• _TO BE DONE_
Reproduce the entries word for word, and omit any picture you find in them.
━━ RECORDS SUPPLIED ━━
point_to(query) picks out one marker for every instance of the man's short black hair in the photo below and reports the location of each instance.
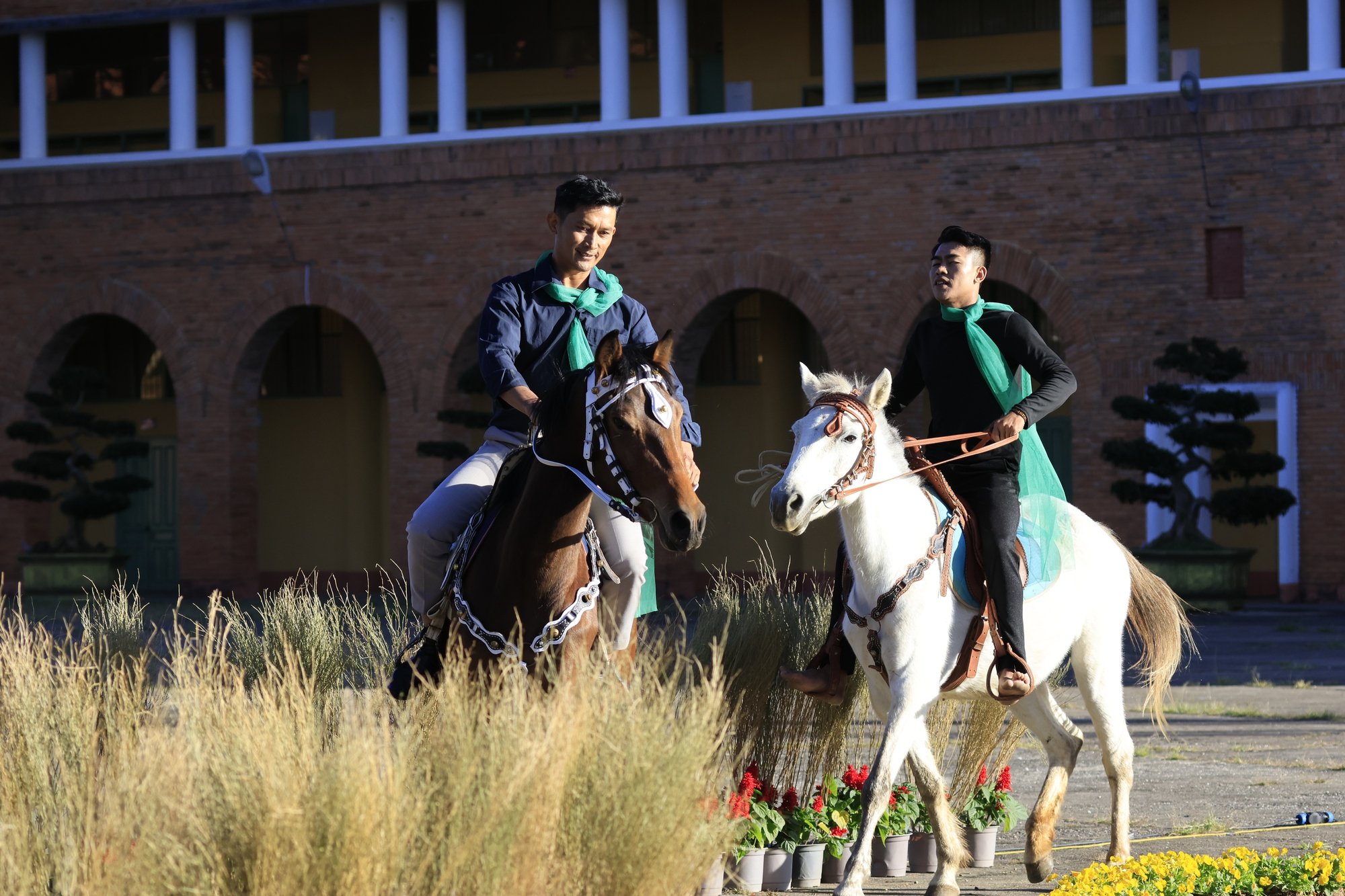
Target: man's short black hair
(584, 193)
(965, 239)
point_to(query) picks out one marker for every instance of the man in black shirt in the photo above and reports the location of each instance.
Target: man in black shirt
(941, 360)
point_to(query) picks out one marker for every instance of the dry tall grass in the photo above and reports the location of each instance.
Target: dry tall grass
(231, 762)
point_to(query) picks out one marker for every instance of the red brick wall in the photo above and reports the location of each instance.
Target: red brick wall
(1098, 208)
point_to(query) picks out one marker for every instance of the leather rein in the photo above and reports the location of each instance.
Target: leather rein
(853, 405)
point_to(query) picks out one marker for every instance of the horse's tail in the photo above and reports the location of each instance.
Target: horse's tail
(1157, 620)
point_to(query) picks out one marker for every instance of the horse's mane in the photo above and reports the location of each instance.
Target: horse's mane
(551, 412)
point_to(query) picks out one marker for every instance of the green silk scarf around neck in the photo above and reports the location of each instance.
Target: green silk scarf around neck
(1040, 491)
(590, 300)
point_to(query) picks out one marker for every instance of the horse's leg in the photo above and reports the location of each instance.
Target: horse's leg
(1098, 665)
(905, 717)
(953, 852)
(1062, 740)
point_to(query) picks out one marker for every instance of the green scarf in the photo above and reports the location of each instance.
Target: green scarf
(1038, 479)
(588, 299)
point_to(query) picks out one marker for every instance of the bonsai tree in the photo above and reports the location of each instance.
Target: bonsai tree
(60, 466)
(1207, 431)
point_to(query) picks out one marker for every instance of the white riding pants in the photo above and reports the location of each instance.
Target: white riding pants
(438, 522)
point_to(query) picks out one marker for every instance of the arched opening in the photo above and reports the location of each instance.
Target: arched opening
(322, 440)
(137, 385)
(746, 397)
(1055, 431)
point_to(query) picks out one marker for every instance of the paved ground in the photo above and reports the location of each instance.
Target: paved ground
(1247, 749)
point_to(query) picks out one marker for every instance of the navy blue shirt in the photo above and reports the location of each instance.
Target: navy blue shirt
(525, 333)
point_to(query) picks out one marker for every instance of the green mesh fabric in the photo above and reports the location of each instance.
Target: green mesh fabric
(1040, 494)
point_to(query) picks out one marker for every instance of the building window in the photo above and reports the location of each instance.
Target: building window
(306, 362)
(1225, 263)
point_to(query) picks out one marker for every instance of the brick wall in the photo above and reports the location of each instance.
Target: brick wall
(1098, 208)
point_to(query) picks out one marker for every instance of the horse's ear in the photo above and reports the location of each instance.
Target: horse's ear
(812, 388)
(609, 353)
(664, 352)
(880, 392)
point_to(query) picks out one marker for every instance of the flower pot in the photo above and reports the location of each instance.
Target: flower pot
(833, 868)
(894, 856)
(808, 864)
(746, 873)
(983, 845)
(714, 883)
(777, 870)
(923, 853)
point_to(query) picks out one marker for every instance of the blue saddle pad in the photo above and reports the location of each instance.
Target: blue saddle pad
(1032, 545)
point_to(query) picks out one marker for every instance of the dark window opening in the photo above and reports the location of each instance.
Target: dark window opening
(1225, 276)
(132, 368)
(306, 362)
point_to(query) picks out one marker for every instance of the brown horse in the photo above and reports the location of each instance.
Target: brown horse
(531, 572)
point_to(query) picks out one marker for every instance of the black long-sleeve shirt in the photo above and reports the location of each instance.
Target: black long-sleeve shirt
(939, 360)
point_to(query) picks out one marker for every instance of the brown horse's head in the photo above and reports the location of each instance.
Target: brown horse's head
(646, 435)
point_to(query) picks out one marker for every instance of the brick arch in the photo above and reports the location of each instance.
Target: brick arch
(695, 321)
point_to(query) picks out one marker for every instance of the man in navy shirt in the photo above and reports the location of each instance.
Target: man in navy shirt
(525, 348)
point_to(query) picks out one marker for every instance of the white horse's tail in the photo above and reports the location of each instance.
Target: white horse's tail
(1157, 620)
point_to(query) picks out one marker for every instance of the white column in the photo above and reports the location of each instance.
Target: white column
(1324, 34)
(453, 67)
(33, 96)
(1075, 45)
(675, 83)
(1141, 41)
(392, 68)
(837, 54)
(239, 81)
(182, 84)
(900, 36)
(615, 60)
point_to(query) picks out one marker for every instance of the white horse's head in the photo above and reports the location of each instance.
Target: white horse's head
(822, 458)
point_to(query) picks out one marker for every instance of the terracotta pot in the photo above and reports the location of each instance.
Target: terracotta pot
(983, 845)
(746, 873)
(714, 883)
(923, 852)
(894, 856)
(833, 868)
(777, 870)
(808, 864)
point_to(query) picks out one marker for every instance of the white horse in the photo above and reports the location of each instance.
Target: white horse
━━━
• _OUTPUT_
point_to(query) picks out one marker for every instance of the man's short black hair in the photo below and reports the location of each instance.
Target: man's short black hair
(584, 193)
(965, 239)
point_to(query) picks out one marker for every instance of the man in black shirt in the photo above and reports the location of each instance.
Target: man in black shirt
(941, 360)
point_to(query) picks out one marker for every instance of the dry tall grass in the photo above and reports the location of each instance.
Target: dry tall grass
(231, 762)
point_to(query) picks out one marker for every instance of the red brick wall in the photo above and reports the location of each instance.
Target: red brick wall
(1098, 208)
point_to(query) picks out one marker for every instance of the leather rein in the photo above and reports the location of each instance.
Target: leather rein
(853, 405)
point_to(query) picks out one marker for every instance of the horse's tail in the photo above and reports the location of each instance.
Target: horse's tail
(1157, 620)
point_to(query) picks out one marker for every instance of the horse's mane in the photo above and reports the location of each instance.
Target: horse's mane
(551, 412)
point_to(query) picks out one marker for every instance of the green silk scarf around neck in the photo above and reports the location of each instance.
Target: green silk scarf around neck
(1040, 491)
(590, 300)
point_to(query) picks out one marker for every instance of the horse's leg in the photo above and reports the location of each instance.
Target: horse's leg
(1098, 665)
(905, 717)
(953, 852)
(1062, 740)
point_to(query) picks out one marker for every instance of the green scarf in the photo above and reports the location of each instance.
Target: green scarf
(1038, 479)
(588, 299)
point_to(query) picks out one marker for every instance of the bonsai tree in the photo above and reports the location of each instance.
Target: bonsai tree
(60, 466)
(1207, 431)
point_to(query) picks out one marker for every instance of the white riding pants in the photo above and reports the location of each instance.
Target: white riding pants
(438, 522)
point_to(query) picks out one marker for every instance of the arched opening in the photo above and reports the location of each instance.
Target: arched opening
(322, 440)
(137, 385)
(746, 397)
(1055, 431)
point_to(query) picks out one marker for every instance of the paved ground in the photo above and reports the location of each instance.
Target: paved ground
(1247, 749)
point_to(query) picks out one marker for every instance of the navy blue shirt in the photo above and reports the location of each instance.
Target: navy blue shirt
(525, 333)
point_to(query) picks out one marker for every instance of the green mesh fabric in the photo above and reports the location of each instance.
Target: green mesh fabric
(1040, 494)
point_to(query) picks out one marker for every instance of the building window in the photo above and reports the location of each instance.
Target: building window
(306, 362)
(1225, 263)
point_to(query) picks out one marker for every instance of the brick wall in the photo above and reports the location of each instance.
Target: brick wall
(1098, 208)
point_to(query) picks out one marker for every instance of the horse's ear in the photo above and reports the location of each instance.
Target: horse's ear
(812, 388)
(609, 353)
(664, 352)
(880, 392)
point_to(query) picks out one marker for every instance of the flower pot in the photo above and reports the location of each instance.
Target: flower pot
(833, 868)
(894, 856)
(808, 864)
(746, 873)
(983, 845)
(714, 883)
(777, 870)
(923, 853)
point_to(query) picks out one marker for every instance of the blue saddle pad in the photo above and reports the location of each instance.
Target: blue saddle pad
(1032, 545)
point_to(query) picks out one marker for every instance of the dark window opening in the photo above and reports the location of each instance.
Target: dark window opening
(1225, 276)
(132, 368)
(306, 362)
point_to(query) picks out one marker for every instance of the brown horse in the photo above and reports the location of each instance.
Target: brown horse
(531, 572)
point_to(query) picks out one marker for every instance of the black long-sleeve shirt in the photo above and reports the location of each instance.
Target: black long-sleeve shirt
(939, 360)
point_to(query) picks out one marker for every instance of the brown horse's head in the photo above and reports the location of each instance.
Target: brown horse's head
(646, 435)
point_to(query) picks out one marker for every instance of the brick arch in the photo above and reports the location of each instance.
Target: brick arch
(695, 321)
point_to(query) picks out one marker for every instance of the man in navy shirt in the photo above and reports the location of each instance.
Target: man in navy shirt
(525, 348)
point_to(query) picks out one marker for every instance of the white horse's tail in the photo above and reports the location of each instance.
Target: white horse's tail
(1157, 620)
point_to(query) picks out one marker for every instance of the white column in the photo above and reports the location of each instance.
Target: white column
(1324, 34)
(453, 67)
(33, 96)
(1075, 45)
(675, 83)
(1141, 41)
(392, 68)
(837, 54)
(239, 81)
(182, 84)
(900, 36)
(615, 60)
point_to(query) picks out one marker for every instance of the white horse's head in the photo above and reports the location of each instance.
Target: white horse's head
(822, 458)
point_to(query) picks out one marker for every instance of the terracotta pot in the photo above and reports the location of each instance.
Target: terracotta pot
(983, 845)
(746, 873)
(714, 883)
(923, 852)
(894, 856)
(833, 868)
(777, 870)
(808, 864)
point_to(query) picks out one marker for every instance of the white horse in the photo above and reports the location of each instance.
Target: white horse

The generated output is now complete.